• TASK INSTRUCTIONS
Copy the part of the entries that opens with the line containing "Go ahead, prove it: the green" and runs through the end of the entries, swapping "picture" for "image" and leaving everything else unchanged.

• SUPPLIED RECORDS
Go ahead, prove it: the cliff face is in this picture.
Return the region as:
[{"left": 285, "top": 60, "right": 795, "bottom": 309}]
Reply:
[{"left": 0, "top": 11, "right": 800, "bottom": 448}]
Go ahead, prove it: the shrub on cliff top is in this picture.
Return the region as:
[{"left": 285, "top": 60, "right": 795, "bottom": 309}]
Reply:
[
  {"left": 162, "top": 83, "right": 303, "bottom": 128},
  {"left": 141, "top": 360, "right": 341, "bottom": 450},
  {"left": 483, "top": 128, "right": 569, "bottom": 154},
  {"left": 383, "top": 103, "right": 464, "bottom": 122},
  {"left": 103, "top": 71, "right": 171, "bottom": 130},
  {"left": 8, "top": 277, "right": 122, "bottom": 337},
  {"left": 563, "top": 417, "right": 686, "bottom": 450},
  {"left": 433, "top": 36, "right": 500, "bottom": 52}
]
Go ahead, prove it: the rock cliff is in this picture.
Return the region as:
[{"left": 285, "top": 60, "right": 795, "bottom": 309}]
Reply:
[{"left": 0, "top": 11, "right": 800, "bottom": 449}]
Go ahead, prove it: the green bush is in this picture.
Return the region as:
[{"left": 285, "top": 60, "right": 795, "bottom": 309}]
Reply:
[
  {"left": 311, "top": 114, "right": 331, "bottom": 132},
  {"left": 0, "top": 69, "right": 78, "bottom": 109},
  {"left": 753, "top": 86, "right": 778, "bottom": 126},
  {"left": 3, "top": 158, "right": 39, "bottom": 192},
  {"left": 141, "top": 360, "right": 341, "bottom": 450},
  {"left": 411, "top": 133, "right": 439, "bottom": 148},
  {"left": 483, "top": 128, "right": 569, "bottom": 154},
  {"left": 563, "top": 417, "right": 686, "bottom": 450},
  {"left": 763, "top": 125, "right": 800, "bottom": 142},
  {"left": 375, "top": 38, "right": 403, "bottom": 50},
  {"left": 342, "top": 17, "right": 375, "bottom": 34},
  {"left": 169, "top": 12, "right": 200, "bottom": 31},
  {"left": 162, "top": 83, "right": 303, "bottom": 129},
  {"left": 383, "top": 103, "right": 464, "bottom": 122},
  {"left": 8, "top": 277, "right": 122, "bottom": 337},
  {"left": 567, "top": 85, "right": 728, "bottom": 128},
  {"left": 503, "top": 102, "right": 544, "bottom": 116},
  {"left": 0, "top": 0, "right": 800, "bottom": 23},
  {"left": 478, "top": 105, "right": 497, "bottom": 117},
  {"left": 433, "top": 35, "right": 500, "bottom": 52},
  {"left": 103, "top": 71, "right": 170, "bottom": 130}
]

• RESULT FOR THIS EXERCISE
Go ahead, prove it: the green bush is in this image.
Return the region as:
[{"left": 285, "top": 60, "right": 795, "bottom": 309}]
Reply:
[
  {"left": 311, "top": 114, "right": 331, "bottom": 132},
  {"left": 0, "top": 69, "right": 78, "bottom": 109},
  {"left": 753, "top": 86, "right": 778, "bottom": 126},
  {"left": 3, "top": 158, "right": 39, "bottom": 192},
  {"left": 141, "top": 360, "right": 341, "bottom": 450},
  {"left": 411, "top": 133, "right": 439, "bottom": 148},
  {"left": 483, "top": 128, "right": 569, "bottom": 154},
  {"left": 563, "top": 417, "right": 686, "bottom": 450},
  {"left": 763, "top": 125, "right": 800, "bottom": 142},
  {"left": 375, "top": 38, "right": 403, "bottom": 50},
  {"left": 342, "top": 17, "right": 375, "bottom": 34},
  {"left": 169, "top": 12, "right": 200, "bottom": 31},
  {"left": 162, "top": 83, "right": 303, "bottom": 129},
  {"left": 383, "top": 103, "right": 464, "bottom": 122},
  {"left": 8, "top": 277, "right": 122, "bottom": 337},
  {"left": 567, "top": 85, "right": 728, "bottom": 128},
  {"left": 503, "top": 102, "right": 544, "bottom": 116},
  {"left": 0, "top": 0, "right": 800, "bottom": 23},
  {"left": 478, "top": 105, "right": 497, "bottom": 117},
  {"left": 433, "top": 35, "right": 500, "bottom": 52},
  {"left": 103, "top": 71, "right": 170, "bottom": 130}
]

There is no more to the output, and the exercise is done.